- _Excerpt provided_

The place now known as the Britwell Estate was originally farm land. Modern-day Britwell, which has the well-defined geographic boundaries of Farnham Lane (in the north), Lower Britwell Road and Haymill Road (to the west), Whittaker Road and Northborough Road (south) and Long Readings Lane (east), was created as a large overspill housing estate for bombed-out Londoners at the end of the Second World War. Britwell was one of a number of London County Council estates built at the time, with other estates in places including Langley and Swindon. The first of 11,000 tenants arrived in August 1956 and were delighted with the "roomy and modern" houses, complete with large swivel windows – "a boon to housewives". There was a dearth of amenities at first, but after the founding of the community association in 1959, the estate finally got a bus service into Slough, and a community centre in 1966.

When the Britwell Estate was created, its postal address was Farnham Royal, near Slough. The local authority at the time was Eton Rural District Council in the county of Buckinghamshire.

In 1965, the London County Council was one of a number of authorities replaced by the Greater London Council (GLC). When the GLC was in turn abolished in 1986, the social housing on Britwell was transferred to Slough Borough Council. Mortgages issued by the GLC authority were transferred to the Royal Borough of Kingston upon Thames.

==Government==
Following the Local Government Act 1972, Britwell was transferred to Berkshire, to form part of the borough of Slough. A civil parish was established at that point for the part of the estate that had previously lain in the Burnham civil parish. The current Parish Council had 13 parish councillors and covers approximately 60% of the Britwell Estate.

The Britwell Electoral ward included the parish area and extends westwards to the Five Points crossroads in Burnham. It has three borough councillors. The southern part of Long Readings Lane and the south side of Cowper Road became part of the Britwell ward for the first time in 2004 following a Boundary Commission review.

The Parish Council have provided premises for use as a Neighbourhood Police Office within their parish ground; this is well used by the local beat team, PCSOs and community wardens.

In 2018 the parish, and neighbouring Wexham Court, were scheduled for abolition in April 2019, but after an appeal by the parish councils and a judicial review the order was quashed and the parishes remain unchanged.

==Geography==
Britwell has two Local nature reserves, the first is on the South Western border of the village called Haymill Valley, and the other is on the northern border called Cocksherd Wood.

==In the media==
Britwell's row of shops featured as a backdrop in the dystopia themed movie V for Vendetta. Britwell has also featured in the ITV drama Torn. The shops also represented 1970s Belfast in the film Titanic Town starring Julie Walters.

- _Brief_
Reproduce the text about the Britwell Estate word for word, in full.

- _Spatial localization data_

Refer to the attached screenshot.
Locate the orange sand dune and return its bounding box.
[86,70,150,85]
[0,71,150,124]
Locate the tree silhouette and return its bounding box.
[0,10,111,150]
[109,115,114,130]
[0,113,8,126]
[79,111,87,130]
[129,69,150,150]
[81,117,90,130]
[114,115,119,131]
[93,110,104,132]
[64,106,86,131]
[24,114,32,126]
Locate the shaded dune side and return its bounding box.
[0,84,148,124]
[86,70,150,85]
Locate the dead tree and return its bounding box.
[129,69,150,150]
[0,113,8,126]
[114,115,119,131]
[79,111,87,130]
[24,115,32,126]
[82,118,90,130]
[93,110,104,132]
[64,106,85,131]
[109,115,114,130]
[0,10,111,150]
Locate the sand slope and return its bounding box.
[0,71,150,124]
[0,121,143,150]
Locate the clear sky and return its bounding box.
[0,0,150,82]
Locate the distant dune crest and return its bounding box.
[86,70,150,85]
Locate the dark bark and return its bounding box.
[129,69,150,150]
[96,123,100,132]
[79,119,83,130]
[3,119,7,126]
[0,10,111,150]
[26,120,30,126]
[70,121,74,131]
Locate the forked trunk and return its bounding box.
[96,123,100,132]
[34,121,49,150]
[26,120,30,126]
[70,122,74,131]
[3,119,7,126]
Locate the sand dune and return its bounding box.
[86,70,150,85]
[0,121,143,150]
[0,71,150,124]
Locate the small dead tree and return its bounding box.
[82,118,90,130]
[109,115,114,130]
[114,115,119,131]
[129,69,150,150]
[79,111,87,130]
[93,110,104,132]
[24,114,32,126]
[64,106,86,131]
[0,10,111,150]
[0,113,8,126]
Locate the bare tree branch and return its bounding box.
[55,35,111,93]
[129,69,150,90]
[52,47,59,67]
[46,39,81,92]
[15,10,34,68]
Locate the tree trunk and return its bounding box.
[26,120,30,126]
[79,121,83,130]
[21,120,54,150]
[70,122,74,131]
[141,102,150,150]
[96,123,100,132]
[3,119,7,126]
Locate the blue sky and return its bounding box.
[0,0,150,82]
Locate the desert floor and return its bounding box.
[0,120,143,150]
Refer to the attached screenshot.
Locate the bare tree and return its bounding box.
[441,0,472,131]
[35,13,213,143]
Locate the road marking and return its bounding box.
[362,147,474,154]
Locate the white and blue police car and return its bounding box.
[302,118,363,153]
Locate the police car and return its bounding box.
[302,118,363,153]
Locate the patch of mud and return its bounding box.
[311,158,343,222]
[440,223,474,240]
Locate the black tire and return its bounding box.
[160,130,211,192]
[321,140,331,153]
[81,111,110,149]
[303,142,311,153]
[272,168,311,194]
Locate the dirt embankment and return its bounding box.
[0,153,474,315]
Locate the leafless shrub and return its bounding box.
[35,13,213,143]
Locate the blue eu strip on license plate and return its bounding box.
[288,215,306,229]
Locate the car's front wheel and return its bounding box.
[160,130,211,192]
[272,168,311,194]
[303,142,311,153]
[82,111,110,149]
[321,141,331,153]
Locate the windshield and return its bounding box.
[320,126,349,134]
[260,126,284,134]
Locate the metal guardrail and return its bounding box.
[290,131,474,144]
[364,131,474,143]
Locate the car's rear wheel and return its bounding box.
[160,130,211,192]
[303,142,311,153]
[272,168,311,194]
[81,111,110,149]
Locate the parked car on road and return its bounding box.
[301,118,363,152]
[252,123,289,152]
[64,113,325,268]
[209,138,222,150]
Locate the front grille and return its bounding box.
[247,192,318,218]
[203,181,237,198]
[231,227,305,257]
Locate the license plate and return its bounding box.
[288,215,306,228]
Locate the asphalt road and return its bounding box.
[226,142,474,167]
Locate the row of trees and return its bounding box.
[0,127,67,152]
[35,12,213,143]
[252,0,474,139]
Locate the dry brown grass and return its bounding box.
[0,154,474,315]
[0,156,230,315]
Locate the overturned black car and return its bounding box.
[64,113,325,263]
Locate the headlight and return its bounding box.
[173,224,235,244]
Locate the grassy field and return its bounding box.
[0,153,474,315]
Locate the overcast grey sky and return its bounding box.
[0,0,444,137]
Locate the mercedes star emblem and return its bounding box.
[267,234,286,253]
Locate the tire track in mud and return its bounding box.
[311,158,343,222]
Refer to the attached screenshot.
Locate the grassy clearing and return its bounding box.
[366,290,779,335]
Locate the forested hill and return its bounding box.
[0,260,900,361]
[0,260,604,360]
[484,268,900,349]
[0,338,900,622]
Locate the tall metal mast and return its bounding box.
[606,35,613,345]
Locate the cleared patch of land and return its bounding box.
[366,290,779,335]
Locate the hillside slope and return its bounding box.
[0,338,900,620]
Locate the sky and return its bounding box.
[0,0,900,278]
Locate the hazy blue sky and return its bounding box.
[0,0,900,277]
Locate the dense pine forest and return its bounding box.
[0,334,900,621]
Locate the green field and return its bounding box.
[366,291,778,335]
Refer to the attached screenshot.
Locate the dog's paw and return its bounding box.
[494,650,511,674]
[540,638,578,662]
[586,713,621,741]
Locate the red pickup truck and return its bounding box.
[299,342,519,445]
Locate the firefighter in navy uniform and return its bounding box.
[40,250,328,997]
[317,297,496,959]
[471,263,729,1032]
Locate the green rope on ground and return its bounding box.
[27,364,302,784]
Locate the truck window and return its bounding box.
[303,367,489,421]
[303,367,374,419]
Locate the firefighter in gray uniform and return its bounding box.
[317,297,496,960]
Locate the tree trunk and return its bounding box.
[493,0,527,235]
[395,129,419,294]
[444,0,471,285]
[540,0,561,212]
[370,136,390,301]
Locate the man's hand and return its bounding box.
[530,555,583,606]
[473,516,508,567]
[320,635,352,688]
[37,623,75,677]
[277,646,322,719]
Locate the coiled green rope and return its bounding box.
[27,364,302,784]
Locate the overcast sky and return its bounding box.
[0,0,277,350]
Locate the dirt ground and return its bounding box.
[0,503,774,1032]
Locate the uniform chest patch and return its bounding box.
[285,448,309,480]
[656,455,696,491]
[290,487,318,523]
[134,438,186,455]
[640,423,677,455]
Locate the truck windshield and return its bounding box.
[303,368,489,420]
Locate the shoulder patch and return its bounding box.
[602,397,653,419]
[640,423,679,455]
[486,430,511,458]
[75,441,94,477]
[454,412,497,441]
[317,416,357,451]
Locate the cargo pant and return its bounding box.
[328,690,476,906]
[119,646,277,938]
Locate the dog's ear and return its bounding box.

- _Exercise output_
The place now known as the Britwell Estate was originally farm land. Modern-day Britwell, which has the well-defined geographic boundaries of Farnham Lane (in the north), Lower Britwell Road and Haymill Road (to the west), Whittaker Road and Northborough Road (south) and Long Readings Lane (east), was created as a large overspill housing estate for bombed-out Londoners at the end of the Second World War. Britwell was one of a number of London County Council estates built at the time, with other estates in places including Langley and Swindon. The first of 11,000 tenants arrived in August 1956 and were delighted with the "roomy and modern" houses, complete with large swivel windows – "a boon to housewives". There was a dearth of amenities at first, but after the founding of the community association in 1959, the estate finally got a bus service into Slough, and a community centre in 1966.

When the Britwell Estate was created, its postal address was Farnham Royal, near Slough. The local authority at the time was Eton Rural District Council in the county of Buckinghamshire.

In 1965, the London County Council was one of a number of authorities replaced by the Greater London Council (GLC). When the GLC was in turn abolished in 1986, the social housing on Britwell was transferred to Slough Borough Council. Mortgages issued by the GLC authority were transferred to the Royal Borough of Kingston upon Thames.

==Government==
Following the Local Government Act 1972, Britwell was transferred to Berkshire, to form part of the borough of Slough. A civil parish was established at that point for the part of the estate that had previously lain in the Burnham civil parish. The current Parish Council had 13 parish councillors and covers approximately 60% of the Britwell Estate.

The Britwell Electoral ward included the parish area and extends westwards to the Five Points crossroads in Burnham. It has three borough councillors. The southern part of Long Readings Lane and the south side of Cowper Road became part of the Britwell ward for the first time in 2004 following a Boundary Commission review.

The Parish Council have provided premises for use as a Neighbourhood Police Office within their parish ground; this is well used by the local beat team, PCSOs and community wardens.

In 2018 the parish, and neighbouring Wexham Court, were scheduled for abolition in April 2019, but after an appeal by the parish councils and a judicial review the order was quashed and the parishes remain unchanged.

==Geography==
Britwell has two Local nature reserves, the first is on the South Western border of the village called Haymill Valley, and the other is on the northern border called Cocksherd Wood.

==In the media==
Britwell's row of shops featured as a backdrop in the dystopia themed movie V for Vendetta. Britwell has also featured in the ITV drama Torn. The shops also represented 1970s Belfast in the film Titanic Town starring Julie Walters.